◆ CONSIGNE: Traduisez en anglais cette phrase du texte sur les salaires dans la construction : « Des négociations se déroulent chaque année avec des augmentations de salaire décidées à l’échelle nationale. »

====== BLOC DE TEXTE ======

Dernièrement, la commission paritaire du secteur de la construction a publié les données statistiques concernant la main-d’œuvre et les salaires des travailleurs employés dans les divers secteurs de la construction pour l’année 2005. L’analyse approfondie de ces données permet de relancer le débat et la réflexion sur quelle stratégie et quelles batailles auraient dû mener les forces (syndicales et politiques) qui se réclament des salarié.e.s, et cela sur une question centrale telle que la défense des salaires dans un contexte marqué par une tentative accentuée de libéralisation du marché du travail.

Grâce à l’enquête statistique effectuée auprès de chaque entreprise du secteur de la construction, la commission paritaire du secteur (CPC) reçoit chaque année les données concernant le nombre de travailleurs occupés, la qualification de ces derniers et les salaires dans un secteur qui occupe plus de 11'000 personnes au Tessin, avec une masse salariale de presque 600 millions de francs.

Y compris du point de vue contractuel le secteur de la construction est important ; il est souvent cité à titre d’exemple pour le type de contrat collectif de travail en vigueur. Ce contrat prévoit des salaires minimums  et plus de 80% des salarié.e.s recevaient en 2005 un salaire brut supérieur à 4628.- francs. Des négociations se déroulent chaque année avec des augmentations de salaire décidées à l’échelle nationale. Il existe des structures de contrôle efficaces qui effectuent un travail effectif concernant l’application du contrat ; ce sont les commissions paritaires. Le contrat a force obligatoire et dès lors il a force de loi pour tous: que ce soient les travailleurs fixes, temporaires ou ceux détachés par des entreprises étrangères.

Dès lors, les données recueillies sont très précieuses. Elles sont utiles pour analyser les dynamiques en cours dans le monde du travail et, avant tout, pour saisir quels effets ont eu sur la situation des travailleurs et leurs salaires l’entrée en vigueur des premiers accords bilatéraux.

Depuis le milieu de l’année 2004 sont tombées toutes les mesures de contrôle salarial préventives auxquelles étaient soumis les travailleurs non domiciliés en Suisse, mesures auxquelles ils étaient soumis avant de pouvoir obtenir un permis de travail.

Avant cette date, tout employeur qui avait l’intention d’engager du personnel non domicilié en Suisse devait transmettre à l’Office de la main-d’œuvre étrangère le contrat de travail indiquant la qualification et le salaire attribué.

====== DONNÉES ENREGISTRÉES ======

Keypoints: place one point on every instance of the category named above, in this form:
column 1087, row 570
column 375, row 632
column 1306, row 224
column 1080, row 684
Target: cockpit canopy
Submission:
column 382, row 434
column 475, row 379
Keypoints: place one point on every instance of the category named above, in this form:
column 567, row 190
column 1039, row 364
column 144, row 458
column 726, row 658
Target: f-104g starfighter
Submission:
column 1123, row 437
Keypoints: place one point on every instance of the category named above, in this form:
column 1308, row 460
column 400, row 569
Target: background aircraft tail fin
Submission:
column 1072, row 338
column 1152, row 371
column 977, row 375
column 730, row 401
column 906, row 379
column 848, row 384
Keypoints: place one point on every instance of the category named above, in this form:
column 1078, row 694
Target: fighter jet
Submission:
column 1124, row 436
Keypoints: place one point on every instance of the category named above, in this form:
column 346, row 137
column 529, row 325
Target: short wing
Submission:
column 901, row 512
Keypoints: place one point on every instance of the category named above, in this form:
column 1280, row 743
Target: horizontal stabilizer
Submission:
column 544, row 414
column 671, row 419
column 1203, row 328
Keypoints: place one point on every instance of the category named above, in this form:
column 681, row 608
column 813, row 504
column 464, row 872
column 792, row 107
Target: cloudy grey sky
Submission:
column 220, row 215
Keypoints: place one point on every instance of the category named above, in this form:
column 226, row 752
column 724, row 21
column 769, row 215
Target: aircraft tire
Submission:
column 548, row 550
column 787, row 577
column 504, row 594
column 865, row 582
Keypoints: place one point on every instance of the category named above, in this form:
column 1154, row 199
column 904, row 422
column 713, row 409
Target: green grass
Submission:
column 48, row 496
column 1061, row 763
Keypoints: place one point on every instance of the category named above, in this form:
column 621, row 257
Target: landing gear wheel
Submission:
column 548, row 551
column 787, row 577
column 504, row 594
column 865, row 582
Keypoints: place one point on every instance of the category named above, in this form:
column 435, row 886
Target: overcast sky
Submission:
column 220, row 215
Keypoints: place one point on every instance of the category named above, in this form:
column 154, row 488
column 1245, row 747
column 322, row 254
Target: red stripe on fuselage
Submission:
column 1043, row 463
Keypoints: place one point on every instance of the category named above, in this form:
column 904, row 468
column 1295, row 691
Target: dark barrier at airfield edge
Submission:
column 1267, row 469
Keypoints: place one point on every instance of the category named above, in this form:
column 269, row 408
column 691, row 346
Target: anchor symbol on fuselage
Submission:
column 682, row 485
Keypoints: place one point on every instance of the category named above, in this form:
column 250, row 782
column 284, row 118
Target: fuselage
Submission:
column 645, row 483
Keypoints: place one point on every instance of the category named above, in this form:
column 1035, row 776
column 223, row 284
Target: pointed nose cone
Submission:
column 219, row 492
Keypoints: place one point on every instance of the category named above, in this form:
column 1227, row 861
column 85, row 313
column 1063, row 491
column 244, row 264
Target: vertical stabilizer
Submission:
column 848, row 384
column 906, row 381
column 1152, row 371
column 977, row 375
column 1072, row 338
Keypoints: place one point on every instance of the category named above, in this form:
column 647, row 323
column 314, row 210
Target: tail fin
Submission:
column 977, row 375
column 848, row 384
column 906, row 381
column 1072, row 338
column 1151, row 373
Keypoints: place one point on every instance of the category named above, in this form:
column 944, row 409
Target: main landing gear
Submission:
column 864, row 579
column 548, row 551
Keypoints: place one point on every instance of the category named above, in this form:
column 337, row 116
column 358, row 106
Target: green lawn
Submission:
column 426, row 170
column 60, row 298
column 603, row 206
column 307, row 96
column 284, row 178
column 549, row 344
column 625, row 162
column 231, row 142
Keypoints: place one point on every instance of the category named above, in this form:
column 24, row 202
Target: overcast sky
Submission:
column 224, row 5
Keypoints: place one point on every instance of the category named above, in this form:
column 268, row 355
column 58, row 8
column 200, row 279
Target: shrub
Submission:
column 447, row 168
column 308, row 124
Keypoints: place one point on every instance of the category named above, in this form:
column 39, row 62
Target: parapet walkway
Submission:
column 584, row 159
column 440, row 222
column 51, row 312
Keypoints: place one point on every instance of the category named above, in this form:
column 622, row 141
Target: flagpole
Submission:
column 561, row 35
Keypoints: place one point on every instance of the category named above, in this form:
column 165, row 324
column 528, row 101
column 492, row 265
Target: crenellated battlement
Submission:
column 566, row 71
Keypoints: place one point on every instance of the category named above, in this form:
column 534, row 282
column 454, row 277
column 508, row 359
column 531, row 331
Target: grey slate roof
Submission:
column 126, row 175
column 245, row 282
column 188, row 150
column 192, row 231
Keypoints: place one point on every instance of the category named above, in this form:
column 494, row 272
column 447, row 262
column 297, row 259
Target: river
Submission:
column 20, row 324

======

◆ RÉPONSE COMPLÈTE: Negotiations take place every year, with wage increases decided at the national level.